• WHAT IS BEING ASKED
Select each line in the rows below that contains the word "plate", and copy those lines out.

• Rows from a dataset
• • • • •

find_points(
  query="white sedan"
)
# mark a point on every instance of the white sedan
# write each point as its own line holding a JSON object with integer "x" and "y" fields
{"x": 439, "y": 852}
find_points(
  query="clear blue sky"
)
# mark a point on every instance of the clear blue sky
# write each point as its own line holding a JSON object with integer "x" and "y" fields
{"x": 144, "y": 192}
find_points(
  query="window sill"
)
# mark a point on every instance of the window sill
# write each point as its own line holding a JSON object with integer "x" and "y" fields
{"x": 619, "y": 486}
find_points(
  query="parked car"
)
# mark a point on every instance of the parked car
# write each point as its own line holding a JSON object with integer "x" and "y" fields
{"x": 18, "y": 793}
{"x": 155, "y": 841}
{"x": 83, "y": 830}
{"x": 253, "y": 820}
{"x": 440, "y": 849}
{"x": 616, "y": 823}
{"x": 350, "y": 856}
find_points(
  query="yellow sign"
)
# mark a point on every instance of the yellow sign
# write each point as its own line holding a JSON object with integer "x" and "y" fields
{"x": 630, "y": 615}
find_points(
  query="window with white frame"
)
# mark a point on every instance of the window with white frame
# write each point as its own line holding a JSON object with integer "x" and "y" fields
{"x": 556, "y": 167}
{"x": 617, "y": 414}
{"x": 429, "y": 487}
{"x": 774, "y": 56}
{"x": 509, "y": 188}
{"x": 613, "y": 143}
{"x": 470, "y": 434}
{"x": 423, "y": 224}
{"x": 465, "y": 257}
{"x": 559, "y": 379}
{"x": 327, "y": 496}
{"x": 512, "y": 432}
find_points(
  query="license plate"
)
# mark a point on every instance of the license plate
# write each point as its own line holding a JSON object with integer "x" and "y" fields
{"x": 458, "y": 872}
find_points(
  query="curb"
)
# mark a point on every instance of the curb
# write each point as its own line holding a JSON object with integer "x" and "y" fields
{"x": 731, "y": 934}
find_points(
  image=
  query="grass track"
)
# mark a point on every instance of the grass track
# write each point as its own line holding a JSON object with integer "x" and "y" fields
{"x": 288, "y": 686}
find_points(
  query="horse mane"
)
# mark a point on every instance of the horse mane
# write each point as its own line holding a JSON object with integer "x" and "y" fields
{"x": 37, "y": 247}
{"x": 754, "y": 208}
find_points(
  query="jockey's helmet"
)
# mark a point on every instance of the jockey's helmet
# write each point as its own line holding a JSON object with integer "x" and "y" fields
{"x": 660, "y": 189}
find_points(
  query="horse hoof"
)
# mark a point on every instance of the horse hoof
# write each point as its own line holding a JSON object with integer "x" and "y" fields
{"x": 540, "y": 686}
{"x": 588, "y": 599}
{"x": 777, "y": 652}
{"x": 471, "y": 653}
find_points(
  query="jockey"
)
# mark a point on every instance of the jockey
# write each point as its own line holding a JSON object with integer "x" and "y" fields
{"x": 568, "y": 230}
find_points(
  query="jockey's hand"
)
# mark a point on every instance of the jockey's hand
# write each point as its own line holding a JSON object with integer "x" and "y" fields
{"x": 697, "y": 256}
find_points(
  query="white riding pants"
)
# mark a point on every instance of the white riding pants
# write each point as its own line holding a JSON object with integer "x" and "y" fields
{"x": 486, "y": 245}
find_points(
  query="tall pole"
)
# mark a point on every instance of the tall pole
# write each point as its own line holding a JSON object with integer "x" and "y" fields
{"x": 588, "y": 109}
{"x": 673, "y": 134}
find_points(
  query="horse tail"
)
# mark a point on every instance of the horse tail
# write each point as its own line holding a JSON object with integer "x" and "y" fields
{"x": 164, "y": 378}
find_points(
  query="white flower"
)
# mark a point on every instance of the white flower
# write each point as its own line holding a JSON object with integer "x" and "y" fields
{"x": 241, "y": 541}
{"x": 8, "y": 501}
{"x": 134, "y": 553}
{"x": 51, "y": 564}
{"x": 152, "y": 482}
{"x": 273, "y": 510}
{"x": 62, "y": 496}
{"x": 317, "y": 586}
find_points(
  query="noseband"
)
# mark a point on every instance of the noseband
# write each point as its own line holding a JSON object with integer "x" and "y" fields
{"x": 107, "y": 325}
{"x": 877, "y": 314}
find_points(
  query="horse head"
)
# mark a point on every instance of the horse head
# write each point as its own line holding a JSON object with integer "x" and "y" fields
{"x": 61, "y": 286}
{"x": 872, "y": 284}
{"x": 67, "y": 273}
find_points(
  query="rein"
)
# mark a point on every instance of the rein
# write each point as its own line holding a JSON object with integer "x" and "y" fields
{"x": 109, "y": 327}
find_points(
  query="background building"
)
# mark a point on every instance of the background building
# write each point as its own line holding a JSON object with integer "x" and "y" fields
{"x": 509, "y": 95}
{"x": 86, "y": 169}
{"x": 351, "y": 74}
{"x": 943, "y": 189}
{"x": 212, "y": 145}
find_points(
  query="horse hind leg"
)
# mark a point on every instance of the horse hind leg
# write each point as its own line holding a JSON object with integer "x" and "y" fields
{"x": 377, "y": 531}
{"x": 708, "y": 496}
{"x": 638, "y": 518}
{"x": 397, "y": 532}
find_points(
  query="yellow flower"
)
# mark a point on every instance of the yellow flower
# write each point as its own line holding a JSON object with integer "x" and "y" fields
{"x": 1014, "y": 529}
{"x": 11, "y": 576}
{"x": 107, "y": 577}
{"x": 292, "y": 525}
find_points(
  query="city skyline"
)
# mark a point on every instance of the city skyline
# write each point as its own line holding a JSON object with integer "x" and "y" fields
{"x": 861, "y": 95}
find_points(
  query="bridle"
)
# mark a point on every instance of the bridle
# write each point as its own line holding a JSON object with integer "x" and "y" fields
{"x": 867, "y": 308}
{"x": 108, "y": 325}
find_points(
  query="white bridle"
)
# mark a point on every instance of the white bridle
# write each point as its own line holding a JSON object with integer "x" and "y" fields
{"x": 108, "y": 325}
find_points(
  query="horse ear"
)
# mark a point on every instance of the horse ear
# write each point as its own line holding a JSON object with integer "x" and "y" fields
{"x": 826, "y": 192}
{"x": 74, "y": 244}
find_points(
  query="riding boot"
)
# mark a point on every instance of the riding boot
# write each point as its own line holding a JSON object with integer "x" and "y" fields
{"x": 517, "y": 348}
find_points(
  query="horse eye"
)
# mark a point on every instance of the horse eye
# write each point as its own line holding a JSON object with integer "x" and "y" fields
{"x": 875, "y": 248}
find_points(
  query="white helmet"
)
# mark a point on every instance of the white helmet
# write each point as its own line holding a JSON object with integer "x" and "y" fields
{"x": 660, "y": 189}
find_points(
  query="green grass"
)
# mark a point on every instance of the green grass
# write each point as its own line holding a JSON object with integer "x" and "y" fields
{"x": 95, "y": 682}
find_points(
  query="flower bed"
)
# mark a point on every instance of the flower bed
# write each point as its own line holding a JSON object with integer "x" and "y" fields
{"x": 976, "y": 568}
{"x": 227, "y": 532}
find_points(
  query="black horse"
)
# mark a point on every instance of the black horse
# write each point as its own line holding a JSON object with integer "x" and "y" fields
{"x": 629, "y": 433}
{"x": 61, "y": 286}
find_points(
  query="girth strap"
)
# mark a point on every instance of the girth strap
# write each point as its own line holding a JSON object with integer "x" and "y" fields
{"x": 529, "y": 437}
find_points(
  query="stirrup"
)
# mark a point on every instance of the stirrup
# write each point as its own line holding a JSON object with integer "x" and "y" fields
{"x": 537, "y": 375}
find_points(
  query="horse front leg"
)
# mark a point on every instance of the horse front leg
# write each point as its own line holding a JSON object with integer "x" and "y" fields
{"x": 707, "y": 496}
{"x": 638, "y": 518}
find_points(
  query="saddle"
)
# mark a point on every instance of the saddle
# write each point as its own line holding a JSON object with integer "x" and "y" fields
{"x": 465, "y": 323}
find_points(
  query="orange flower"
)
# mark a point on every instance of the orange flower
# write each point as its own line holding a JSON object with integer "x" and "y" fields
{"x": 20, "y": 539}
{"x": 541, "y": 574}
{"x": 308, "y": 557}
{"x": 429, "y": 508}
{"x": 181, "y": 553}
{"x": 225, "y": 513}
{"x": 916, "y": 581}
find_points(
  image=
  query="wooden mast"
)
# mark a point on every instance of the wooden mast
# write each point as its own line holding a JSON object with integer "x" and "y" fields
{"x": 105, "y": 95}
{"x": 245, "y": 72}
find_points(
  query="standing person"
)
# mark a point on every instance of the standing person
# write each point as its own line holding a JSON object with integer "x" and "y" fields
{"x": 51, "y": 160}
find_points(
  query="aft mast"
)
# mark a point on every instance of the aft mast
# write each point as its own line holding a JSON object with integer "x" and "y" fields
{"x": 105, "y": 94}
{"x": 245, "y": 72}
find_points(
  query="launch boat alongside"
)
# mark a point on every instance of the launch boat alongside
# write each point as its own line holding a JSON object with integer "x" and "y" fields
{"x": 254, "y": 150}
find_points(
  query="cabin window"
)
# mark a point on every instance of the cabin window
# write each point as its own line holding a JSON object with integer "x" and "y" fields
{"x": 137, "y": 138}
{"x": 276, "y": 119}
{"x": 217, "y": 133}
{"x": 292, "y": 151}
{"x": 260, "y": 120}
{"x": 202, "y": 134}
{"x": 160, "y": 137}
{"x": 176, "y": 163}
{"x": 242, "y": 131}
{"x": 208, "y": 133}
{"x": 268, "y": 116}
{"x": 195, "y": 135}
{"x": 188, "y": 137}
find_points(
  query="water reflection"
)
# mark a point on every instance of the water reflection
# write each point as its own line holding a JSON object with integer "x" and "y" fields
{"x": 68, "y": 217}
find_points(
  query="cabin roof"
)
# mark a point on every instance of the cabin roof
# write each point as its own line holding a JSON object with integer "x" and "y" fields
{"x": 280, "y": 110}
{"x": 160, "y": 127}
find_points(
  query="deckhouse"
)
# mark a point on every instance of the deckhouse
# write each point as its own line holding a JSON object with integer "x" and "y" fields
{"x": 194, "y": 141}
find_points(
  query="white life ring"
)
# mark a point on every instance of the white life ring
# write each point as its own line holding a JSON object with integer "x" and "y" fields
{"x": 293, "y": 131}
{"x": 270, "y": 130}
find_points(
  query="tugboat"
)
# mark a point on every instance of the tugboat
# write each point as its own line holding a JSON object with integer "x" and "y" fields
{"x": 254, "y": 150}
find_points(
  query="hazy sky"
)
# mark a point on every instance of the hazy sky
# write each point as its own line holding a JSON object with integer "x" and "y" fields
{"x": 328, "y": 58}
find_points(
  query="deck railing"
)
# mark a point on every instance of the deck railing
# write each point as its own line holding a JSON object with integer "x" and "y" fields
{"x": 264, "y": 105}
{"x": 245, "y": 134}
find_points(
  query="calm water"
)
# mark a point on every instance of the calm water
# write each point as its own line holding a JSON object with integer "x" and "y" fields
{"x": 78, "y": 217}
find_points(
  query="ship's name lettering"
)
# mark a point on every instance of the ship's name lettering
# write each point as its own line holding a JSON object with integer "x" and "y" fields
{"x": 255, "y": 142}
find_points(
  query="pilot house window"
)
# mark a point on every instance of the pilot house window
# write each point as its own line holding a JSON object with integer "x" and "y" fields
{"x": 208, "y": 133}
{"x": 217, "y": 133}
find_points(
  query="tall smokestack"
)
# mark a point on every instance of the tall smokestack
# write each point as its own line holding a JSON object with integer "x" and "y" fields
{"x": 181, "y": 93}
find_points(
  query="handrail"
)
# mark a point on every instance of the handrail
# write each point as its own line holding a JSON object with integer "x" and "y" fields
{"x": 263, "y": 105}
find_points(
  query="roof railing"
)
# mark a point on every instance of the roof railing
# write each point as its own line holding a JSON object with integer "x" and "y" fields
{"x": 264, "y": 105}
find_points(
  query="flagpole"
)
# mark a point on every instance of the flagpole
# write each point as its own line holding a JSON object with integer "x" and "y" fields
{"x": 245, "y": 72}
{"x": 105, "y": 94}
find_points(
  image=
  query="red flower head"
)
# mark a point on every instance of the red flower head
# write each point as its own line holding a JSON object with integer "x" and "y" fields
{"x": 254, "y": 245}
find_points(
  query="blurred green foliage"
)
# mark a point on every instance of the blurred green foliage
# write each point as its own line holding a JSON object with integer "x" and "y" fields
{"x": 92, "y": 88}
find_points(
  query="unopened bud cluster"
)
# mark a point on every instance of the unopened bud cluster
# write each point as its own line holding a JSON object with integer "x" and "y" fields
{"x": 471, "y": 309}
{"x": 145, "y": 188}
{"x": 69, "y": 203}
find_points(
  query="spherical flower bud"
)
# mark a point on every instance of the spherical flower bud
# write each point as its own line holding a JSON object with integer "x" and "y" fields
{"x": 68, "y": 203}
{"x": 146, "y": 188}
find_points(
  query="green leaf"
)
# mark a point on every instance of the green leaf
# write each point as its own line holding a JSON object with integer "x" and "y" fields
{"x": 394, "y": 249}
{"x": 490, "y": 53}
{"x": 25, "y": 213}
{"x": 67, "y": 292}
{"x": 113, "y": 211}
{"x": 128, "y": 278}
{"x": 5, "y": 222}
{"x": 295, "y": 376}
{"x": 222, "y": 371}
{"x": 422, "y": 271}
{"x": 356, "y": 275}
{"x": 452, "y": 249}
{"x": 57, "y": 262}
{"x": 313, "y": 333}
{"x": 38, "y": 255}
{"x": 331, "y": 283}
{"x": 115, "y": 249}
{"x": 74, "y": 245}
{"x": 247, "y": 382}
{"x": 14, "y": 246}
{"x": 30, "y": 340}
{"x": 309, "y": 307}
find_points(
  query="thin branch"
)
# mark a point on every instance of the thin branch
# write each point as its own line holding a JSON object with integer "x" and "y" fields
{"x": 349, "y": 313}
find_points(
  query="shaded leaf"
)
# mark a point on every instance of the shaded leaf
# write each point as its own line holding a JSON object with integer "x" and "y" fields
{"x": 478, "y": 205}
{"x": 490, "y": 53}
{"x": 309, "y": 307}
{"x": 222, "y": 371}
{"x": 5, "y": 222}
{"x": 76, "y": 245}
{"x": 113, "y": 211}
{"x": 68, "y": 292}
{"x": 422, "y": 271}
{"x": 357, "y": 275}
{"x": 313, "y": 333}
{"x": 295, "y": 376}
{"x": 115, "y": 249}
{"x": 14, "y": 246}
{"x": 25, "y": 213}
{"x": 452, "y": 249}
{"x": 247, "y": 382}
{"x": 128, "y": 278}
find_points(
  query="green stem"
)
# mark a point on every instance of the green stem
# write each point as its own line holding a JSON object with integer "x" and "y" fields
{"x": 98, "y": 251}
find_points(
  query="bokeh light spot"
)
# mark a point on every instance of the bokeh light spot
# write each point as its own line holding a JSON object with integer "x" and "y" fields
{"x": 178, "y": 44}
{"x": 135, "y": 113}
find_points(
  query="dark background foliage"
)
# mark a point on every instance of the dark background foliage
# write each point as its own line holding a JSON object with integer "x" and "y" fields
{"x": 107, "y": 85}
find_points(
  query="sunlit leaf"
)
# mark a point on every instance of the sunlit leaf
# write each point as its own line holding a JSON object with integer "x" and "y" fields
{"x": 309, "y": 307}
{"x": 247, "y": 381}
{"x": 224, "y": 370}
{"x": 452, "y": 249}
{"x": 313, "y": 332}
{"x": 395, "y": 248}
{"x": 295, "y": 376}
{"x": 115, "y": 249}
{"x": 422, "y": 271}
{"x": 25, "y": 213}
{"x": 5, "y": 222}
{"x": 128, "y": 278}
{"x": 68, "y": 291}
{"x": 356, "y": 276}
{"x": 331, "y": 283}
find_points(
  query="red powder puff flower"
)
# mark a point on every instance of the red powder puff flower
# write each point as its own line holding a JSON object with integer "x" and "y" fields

• • • • •

• WORKED ANSWER
  query="license plate"
# mark a point on every instance of the license plate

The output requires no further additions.